PROBLEM REQUIREMENTS> Restate the records in their entirety, word for word.

SUPPLIED MATERIAL>
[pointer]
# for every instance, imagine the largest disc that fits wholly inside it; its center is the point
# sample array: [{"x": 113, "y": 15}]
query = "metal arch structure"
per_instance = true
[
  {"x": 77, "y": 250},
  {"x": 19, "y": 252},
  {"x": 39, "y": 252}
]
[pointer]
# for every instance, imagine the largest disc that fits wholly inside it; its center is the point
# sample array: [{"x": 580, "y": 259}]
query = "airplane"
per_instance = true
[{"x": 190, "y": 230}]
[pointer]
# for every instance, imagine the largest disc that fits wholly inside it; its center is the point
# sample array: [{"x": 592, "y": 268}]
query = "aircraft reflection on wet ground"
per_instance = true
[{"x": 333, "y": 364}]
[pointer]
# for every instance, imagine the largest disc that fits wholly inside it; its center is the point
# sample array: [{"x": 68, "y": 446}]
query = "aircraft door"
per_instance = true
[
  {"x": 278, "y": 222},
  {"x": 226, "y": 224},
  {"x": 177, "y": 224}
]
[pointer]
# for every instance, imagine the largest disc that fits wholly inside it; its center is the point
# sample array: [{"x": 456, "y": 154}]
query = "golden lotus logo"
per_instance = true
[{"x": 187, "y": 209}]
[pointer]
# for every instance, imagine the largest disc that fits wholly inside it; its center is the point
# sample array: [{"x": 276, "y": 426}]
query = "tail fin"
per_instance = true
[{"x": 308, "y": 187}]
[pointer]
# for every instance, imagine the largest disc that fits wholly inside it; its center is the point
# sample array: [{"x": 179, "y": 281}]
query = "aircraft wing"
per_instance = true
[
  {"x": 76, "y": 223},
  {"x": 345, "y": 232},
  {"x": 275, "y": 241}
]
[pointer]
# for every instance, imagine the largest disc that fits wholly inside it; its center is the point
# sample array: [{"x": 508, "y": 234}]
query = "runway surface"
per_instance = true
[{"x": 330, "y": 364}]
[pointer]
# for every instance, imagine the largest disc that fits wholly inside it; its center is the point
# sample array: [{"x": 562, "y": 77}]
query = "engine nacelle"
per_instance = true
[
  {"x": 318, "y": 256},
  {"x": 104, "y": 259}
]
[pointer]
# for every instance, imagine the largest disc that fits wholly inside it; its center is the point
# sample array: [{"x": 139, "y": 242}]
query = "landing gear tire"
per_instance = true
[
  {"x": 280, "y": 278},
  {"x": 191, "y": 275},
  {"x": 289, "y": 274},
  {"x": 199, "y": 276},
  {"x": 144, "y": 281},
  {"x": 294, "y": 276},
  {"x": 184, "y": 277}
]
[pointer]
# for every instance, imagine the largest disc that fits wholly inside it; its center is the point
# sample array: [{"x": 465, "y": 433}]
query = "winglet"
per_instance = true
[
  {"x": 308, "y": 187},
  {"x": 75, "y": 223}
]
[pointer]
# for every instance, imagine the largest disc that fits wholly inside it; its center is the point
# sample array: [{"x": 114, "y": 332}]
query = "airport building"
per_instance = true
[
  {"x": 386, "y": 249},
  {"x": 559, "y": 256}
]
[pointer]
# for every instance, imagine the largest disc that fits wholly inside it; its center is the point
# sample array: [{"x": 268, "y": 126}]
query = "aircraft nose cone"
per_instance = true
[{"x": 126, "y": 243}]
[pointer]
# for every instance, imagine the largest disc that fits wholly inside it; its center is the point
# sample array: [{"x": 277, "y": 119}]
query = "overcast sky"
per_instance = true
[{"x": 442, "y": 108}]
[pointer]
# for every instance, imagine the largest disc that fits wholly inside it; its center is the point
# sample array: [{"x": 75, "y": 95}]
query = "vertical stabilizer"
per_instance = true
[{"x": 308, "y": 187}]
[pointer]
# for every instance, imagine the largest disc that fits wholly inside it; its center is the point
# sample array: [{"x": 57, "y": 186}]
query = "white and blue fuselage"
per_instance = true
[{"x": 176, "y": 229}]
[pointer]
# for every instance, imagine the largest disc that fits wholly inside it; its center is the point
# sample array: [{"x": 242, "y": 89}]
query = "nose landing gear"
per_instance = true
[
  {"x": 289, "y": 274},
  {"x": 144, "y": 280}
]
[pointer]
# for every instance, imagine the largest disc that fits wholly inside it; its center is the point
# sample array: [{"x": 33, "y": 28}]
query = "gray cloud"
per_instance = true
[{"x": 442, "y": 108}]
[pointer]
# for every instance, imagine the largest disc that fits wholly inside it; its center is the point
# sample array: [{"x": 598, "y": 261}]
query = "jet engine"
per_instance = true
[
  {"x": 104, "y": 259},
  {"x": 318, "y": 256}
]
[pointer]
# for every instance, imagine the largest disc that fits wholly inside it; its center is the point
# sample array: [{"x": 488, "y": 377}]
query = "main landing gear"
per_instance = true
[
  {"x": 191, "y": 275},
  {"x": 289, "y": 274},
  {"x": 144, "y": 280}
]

THE SOLUTION>
[pointer]
# for every instance, imagine the largest disc that fits wholly inside it; its center is the point
# sample array: [{"x": 113, "y": 15}]
query = "metal arch structure"
per_instance = true
[
  {"x": 77, "y": 250},
  {"x": 19, "y": 252},
  {"x": 39, "y": 252}
]
[pointer]
# for every instance, imagine the largest disc that fits wholly inside it; its center is the point
# sample array: [{"x": 580, "y": 259}]
query = "airplane"
per_instance = true
[{"x": 190, "y": 230}]
[pointer]
# for every instance, imagine the largest disc that fits wholly inside it; its center is the point
# sample array: [{"x": 592, "y": 268}]
query = "aircraft reflection on wet ground"
per_instance = true
[{"x": 333, "y": 364}]
[pointer]
# for every instance, imagine the largest disc that fits wholly inside it; its center is the point
# sample array: [{"x": 68, "y": 446}]
query = "aircraft door"
per_instance = true
[
  {"x": 278, "y": 222},
  {"x": 226, "y": 224},
  {"x": 177, "y": 224}
]
[pointer]
# for every instance, imagine the largest disc that fits wholly inside it; its center is the point
# sample array: [{"x": 456, "y": 154}]
query = "golden lotus logo"
per_instance = true
[{"x": 187, "y": 209}]
[pointer]
# for every instance, imagine the largest disc that fits wholly inside it; its center is the point
# sample array: [{"x": 276, "y": 426}]
query = "tail fin"
per_instance = true
[{"x": 308, "y": 187}]
[pointer]
# for every instance, imagine the largest disc that fits wholly inside it; its center is the point
# sample array: [{"x": 179, "y": 281}]
query = "aircraft wing"
per_instance = true
[
  {"x": 76, "y": 223},
  {"x": 345, "y": 232},
  {"x": 275, "y": 241}
]
[pointer]
# for every instance, imagine the largest disc that fits wholly inside it; its center is the point
# sample array: [{"x": 508, "y": 234}]
query = "runway surface"
per_instance = true
[{"x": 330, "y": 364}]
[pointer]
# for every instance, imagine the largest disc that fits wholly inside it; its center is the point
# sample array: [{"x": 562, "y": 77}]
query = "engine nacelle"
per_instance = true
[
  {"x": 318, "y": 256},
  {"x": 104, "y": 259}
]
[pointer]
# for every instance, imagine the largest disc that fits wholly inside it; its center is the point
# sample array: [{"x": 139, "y": 242}]
query = "landing gear tire"
per_instance = true
[
  {"x": 280, "y": 278},
  {"x": 191, "y": 275},
  {"x": 289, "y": 274},
  {"x": 199, "y": 276},
  {"x": 144, "y": 281},
  {"x": 294, "y": 276},
  {"x": 184, "y": 277}
]
[pointer]
# for every instance, imagine the largest disc that fits wholly inside it; its center is the point
# sample array: [{"x": 465, "y": 433}]
query = "winglet"
per_instance = true
[
  {"x": 308, "y": 187},
  {"x": 75, "y": 223}
]
[pointer]
# for every instance, imagine the largest disc that fits wholly inside it; its center is the point
# sample array: [{"x": 114, "y": 332}]
query = "airport building"
per_instance = true
[
  {"x": 386, "y": 249},
  {"x": 559, "y": 256}
]
[pointer]
# for every instance, imagine the largest disc that fits wholly inside it; its center is the point
# sample array: [{"x": 268, "y": 126}]
query = "aircraft nose cone"
per_instance = true
[{"x": 126, "y": 243}]
[pointer]
# for every instance, imagine the largest disc that fits wholly inside it; its center is the point
# sample array: [{"x": 277, "y": 119}]
query = "overcast sky"
per_instance = true
[{"x": 442, "y": 108}]
[pointer]
# for every instance, imagine the largest disc that fits wholly inside it; its center is the point
# sample array: [{"x": 75, "y": 95}]
query = "vertical stabilizer"
per_instance = true
[{"x": 308, "y": 187}]
[pointer]
# for every instance, imagine the largest disc that fits wholly inside it; its center is the point
# sample array: [{"x": 57, "y": 186}]
query = "white and blue fuselage"
per_instance = true
[{"x": 176, "y": 229}]
[pointer]
# for every instance, imagine the largest disc that fits wholly inside it; its center is the point
# sample array: [{"x": 242, "y": 89}]
query = "nose landing gear"
per_instance = true
[
  {"x": 289, "y": 274},
  {"x": 144, "y": 280}
]
[pointer]
# for every instance, imagine the largest disc that fits wholly inside it; its center is the point
# sample array: [{"x": 33, "y": 28}]
query = "gray cloud"
per_instance = true
[{"x": 442, "y": 108}]
[pointer]
# for every instance, imagine the largest disc that fits wholly inside it; its center is the point
# sample array: [{"x": 598, "y": 261}]
query = "jet engine"
per_instance = true
[
  {"x": 104, "y": 259},
  {"x": 318, "y": 256}
]
[pointer]
# for every instance, imagine the largest disc that fits wholly inside it; its center is the point
# sample array: [{"x": 488, "y": 377}]
query = "main landing gear"
per_instance = true
[
  {"x": 191, "y": 275},
  {"x": 289, "y": 274},
  {"x": 144, "y": 280}
]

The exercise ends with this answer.